- REQUIRED ACTION
Only an exact copy of the entries will serve as the answer.

[Collected data]
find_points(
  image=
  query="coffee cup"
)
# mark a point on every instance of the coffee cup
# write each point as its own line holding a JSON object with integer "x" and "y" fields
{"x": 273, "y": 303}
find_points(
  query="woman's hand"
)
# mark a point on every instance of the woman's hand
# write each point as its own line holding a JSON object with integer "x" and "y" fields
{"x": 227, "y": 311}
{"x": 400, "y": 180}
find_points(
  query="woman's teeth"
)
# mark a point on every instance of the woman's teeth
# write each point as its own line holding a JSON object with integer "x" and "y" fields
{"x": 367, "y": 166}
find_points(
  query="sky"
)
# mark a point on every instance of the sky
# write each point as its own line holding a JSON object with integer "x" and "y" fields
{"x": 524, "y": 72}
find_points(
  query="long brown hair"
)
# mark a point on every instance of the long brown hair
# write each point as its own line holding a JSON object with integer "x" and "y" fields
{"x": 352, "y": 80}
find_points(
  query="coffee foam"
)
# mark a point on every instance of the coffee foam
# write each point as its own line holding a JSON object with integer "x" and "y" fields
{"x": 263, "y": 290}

- ANSWER BELOW
find_points(
  image=
  query="coffee cup"
)
# mark a point on every instance of the coffee cup
# write each point as its own line holding a JSON object with integer "x" and "y" fields
{"x": 273, "y": 303}
find_points(
  query="woman's hand"
)
# mark a point on every instance of the woman's hand
# write each point as its own line holding a JSON object with integer "x" and "y" fields
{"x": 227, "y": 311}
{"x": 400, "y": 180}
find_points(
  query="woman's teeth"
)
# mark a point on every instance of the woman's teeth
# write each point as its own line holding a JSON object with integer "x" and "y" fields
{"x": 367, "y": 166}
find_points(
  query="sky"
)
# mark a point on every instance of the sky
# write each point as its own line holding a JSON object with integer "x" and "y" fields
{"x": 524, "y": 72}
find_points(
  query="long brown hair"
)
# mark a point on every instance of the long brown hair
# write each point as its own line holding a JSON object with integer "x" and "y" fields
{"x": 352, "y": 80}
find_points(
  query="coffee foam"
)
# mark a point on every instance of the coffee foam
# write each point as its own line holding a JSON object with integer "x" and "y" fields
{"x": 263, "y": 290}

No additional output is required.